__GIVEN INSTRUCTION__:
Present all the items as a Markdown table with the columns Row and Line, numbering each nonblank line and skipping blank ones. Omit the pictures from the table.

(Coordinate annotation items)

▼

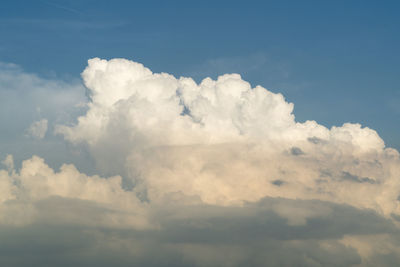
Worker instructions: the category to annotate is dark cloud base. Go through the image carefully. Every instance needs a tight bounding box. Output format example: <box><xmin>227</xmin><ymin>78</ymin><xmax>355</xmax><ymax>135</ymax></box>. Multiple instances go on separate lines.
<box><xmin>0</xmin><ymin>197</ymin><xmax>400</xmax><ymax>267</ymax></box>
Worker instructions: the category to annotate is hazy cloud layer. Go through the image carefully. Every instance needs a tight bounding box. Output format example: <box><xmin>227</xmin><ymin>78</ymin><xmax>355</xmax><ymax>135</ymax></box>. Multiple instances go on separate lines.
<box><xmin>0</xmin><ymin>58</ymin><xmax>400</xmax><ymax>266</ymax></box>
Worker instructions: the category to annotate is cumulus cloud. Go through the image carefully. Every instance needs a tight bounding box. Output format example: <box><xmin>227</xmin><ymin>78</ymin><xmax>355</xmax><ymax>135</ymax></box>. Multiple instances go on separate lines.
<box><xmin>0</xmin><ymin>58</ymin><xmax>400</xmax><ymax>266</ymax></box>
<box><xmin>56</xmin><ymin>58</ymin><xmax>400</xmax><ymax>217</ymax></box>
<box><xmin>28</xmin><ymin>119</ymin><xmax>48</xmax><ymax>139</ymax></box>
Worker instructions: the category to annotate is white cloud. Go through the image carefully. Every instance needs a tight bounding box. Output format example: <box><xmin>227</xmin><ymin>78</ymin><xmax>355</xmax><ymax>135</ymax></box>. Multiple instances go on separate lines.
<box><xmin>0</xmin><ymin>58</ymin><xmax>400</xmax><ymax>266</ymax></box>
<box><xmin>27</xmin><ymin>119</ymin><xmax>48</xmax><ymax>139</ymax></box>
<box><xmin>56</xmin><ymin>58</ymin><xmax>400</xmax><ymax>217</ymax></box>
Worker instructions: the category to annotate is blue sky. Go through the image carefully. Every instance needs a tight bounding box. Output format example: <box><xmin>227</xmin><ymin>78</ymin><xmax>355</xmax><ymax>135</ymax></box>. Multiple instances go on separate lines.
<box><xmin>0</xmin><ymin>0</ymin><xmax>400</xmax><ymax>267</ymax></box>
<box><xmin>0</xmin><ymin>0</ymin><xmax>400</xmax><ymax>151</ymax></box>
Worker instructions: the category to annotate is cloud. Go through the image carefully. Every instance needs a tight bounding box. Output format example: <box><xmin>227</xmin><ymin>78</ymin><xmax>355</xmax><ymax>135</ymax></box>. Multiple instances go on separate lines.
<box><xmin>56</xmin><ymin>58</ymin><xmax>400</xmax><ymax>217</ymax></box>
<box><xmin>0</xmin><ymin>58</ymin><xmax>400</xmax><ymax>266</ymax></box>
<box><xmin>28</xmin><ymin>119</ymin><xmax>48</xmax><ymax>139</ymax></box>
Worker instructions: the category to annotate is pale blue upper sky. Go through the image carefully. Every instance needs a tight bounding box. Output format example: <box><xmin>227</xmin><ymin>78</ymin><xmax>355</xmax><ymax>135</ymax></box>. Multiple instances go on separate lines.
<box><xmin>0</xmin><ymin>0</ymin><xmax>400</xmax><ymax>149</ymax></box>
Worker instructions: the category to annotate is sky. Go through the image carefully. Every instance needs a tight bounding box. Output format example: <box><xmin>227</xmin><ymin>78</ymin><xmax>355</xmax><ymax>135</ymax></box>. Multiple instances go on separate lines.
<box><xmin>0</xmin><ymin>0</ymin><xmax>400</xmax><ymax>266</ymax></box>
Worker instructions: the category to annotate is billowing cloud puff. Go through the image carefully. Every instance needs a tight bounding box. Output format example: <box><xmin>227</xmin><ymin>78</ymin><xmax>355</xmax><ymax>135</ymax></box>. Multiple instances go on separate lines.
<box><xmin>0</xmin><ymin>58</ymin><xmax>400</xmax><ymax>266</ymax></box>
<box><xmin>28</xmin><ymin>119</ymin><xmax>48</xmax><ymax>139</ymax></box>
<box><xmin>57</xmin><ymin>58</ymin><xmax>400</xmax><ymax>217</ymax></box>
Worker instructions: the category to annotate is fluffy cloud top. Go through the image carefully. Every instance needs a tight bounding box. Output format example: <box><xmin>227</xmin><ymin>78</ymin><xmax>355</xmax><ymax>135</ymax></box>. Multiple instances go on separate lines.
<box><xmin>57</xmin><ymin>58</ymin><xmax>400</xmax><ymax>217</ymax></box>
<box><xmin>0</xmin><ymin>58</ymin><xmax>400</xmax><ymax>266</ymax></box>
<box><xmin>28</xmin><ymin>119</ymin><xmax>48</xmax><ymax>139</ymax></box>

▲

__CORRECT RESPONSE__:
| Row | Line |
|---|---|
| 1 | Worker instructions: the category to annotate is dark cloud base. Go through the image carefully. Every instance needs a tight bounding box. Output format example: <box><xmin>227</xmin><ymin>78</ymin><xmax>355</xmax><ymax>135</ymax></box>. Multiple instances go on separate lines. |
| 2 | <box><xmin>0</xmin><ymin>197</ymin><xmax>400</xmax><ymax>267</ymax></box> |
| 3 | Worker instructions: the category to annotate is hazy cloud layer. Go through the image carefully. Every instance needs a tight bounding box. Output format example: <box><xmin>227</xmin><ymin>78</ymin><xmax>355</xmax><ymax>135</ymax></box>. Multiple instances go on separate lines. |
| 4 | <box><xmin>0</xmin><ymin>58</ymin><xmax>400</xmax><ymax>266</ymax></box> |
| 5 | Worker instructions: the category to annotate is cumulus cloud. Go through the image carefully. Every instance needs a tight bounding box. Output format example: <box><xmin>227</xmin><ymin>78</ymin><xmax>355</xmax><ymax>135</ymax></box>. Multiple instances go on separate lines. |
| 6 | <box><xmin>0</xmin><ymin>58</ymin><xmax>400</xmax><ymax>266</ymax></box> |
| 7 | <box><xmin>56</xmin><ymin>58</ymin><xmax>400</xmax><ymax>217</ymax></box> |
| 8 | <box><xmin>28</xmin><ymin>119</ymin><xmax>48</xmax><ymax>139</ymax></box> |
| 9 | Worker instructions: the category to annotate is white cloud. Go through the image carefully. Every instance needs a tight bounding box. Output format example: <box><xmin>227</xmin><ymin>78</ymin><xmax>355</xmax><ymax>135</ymax></box>. Multiple instances go on separate lines. |
| 10 | <box><xmin>0</xmin><ymin>58</ymin><xmax>400</xmax><ymax>266</ymax></box> |
| 11 | <box><xmin>27</xmin><ymin>119</ymin><xmax>48</xmax><ymax>139</ymax></box> |
| 12 | <box><xmin>56</xmin><ymin>58</ymin><xmax>400</xmax><ymax>217</ymax></box> |
| 13 | Worker instructions: the category to annotate is blue sky. Go through the image carefully. Every instance needs a tight bounding box. Output format example: <box><xmin>227</xmin><ymin>78</ymin><xmax>355</xmax><ymax>135</ymax></box>. Multiple instances go on separate lines. |
| 14 | <box><xmin>0</xmin><ymin>0</ymin><xmax>400</xmax><ymax>267</ymax></box> |
| 15 | <box><xmin>0</xmin><ymin>0</ymin><xmax>400</xmax><ymax>151</ymax></box> |
| 16 | Worker instructions: the category to annotate is cloud. Go through the image carefully. Every instance needs a tight bounding box. Output format example: <box><xmin>227</xmin><ymin>78</ymin><xmax>355</xmax><ymax>135</ymax></box>. Multiple instances go on separate lines. |
| 17 | <box><xmin>56</xmin><ymin>58</ymin><xmax>400</xmax><ymax>217</ymax></box> |
| 18 | <box><xmin>0</xmin><ymin>58</ymin><xmax>400</xmax><ymax>266</ymax></box> |
| 19 | <box><xmin>28</xmin><ymin>119</ymin><xmax>48</xmax><ymax>139</ymax></box> |
| 20 | Worker instructions: the category to annotate is pale blue upper sky. Go through the image carefully. Every instance needs a tight bounding box. Output format example: <box><xmin>227</xmin><ymin>78</ymin><xmax>355</xmax><ymax>135</ymax></box>. Multiple instances go on separate lines. |
| 21 | <box><xmin>0</xmin><ymin>0</ymin><xmax>400</xmax><ymax>149</ymax></box> |
| 22 | Worker instructions: the category to annotate is sky. Go through the image carefully. Every instance needs a tight bounding box. Output format example: <box><xmin>227</xmin><ymin>78</ymin><xmax>355</xmax><ymax>135</ymax></box>. Multiple instances go on separate lines. |
| 23 | <box><xmin>0</xmin><ymin>0</ymin><xmax>400</xmax><ymax>266</ymax></box> |
| 24 | Worker instructions: the category to annotate is billowing cloud puff. Go through the image carefully. Every instance needs a tight bounding box. Output format example: <box><xmin>227</xmin><ymin>78</ymin><xmax>355</xmax><ymax>135</ymax></box>. Multiple instances go on separate lines. |
| 25 | <box><xmin>0</xmin><ymin>58</ymin><xmax>400</xmax><ymax>266</ymax></box> |
| 26 | <box><xmin>28</xmin><ymin>119</ymin><xmax>48</xmax><ymax>139</ymax></box> |
| 27 | <box><xmin>57</xmin><ymin>58</ymin><xmax>400</xmax><ymax>217</ymax></box> |
| 28 | Worker instructions: the category to annotate is fluffy cloud top. Go through the image carefully. Every instance needs a tight bounding box. Output format example: <box><xmin>227</xmin><ymin>78</ymin><xmax>355</xmax><ymax>135</ymax></box>. Multiple instances go on separate lines. |
| 29 | <box><xmin>57</xmin><ymin>58</ymin><xmax>400</xmax><ymax>217</ymax></box> |
| 30 | <box><xmin>0</xmin><ymin>58</ymin><xmax>400</xmax><ymax>266</ymax></box> |
| 31 | <box><xmin>28</xmin><ymin>119</ymin><xmax>48</xmax><ymax>139</ymax></box> |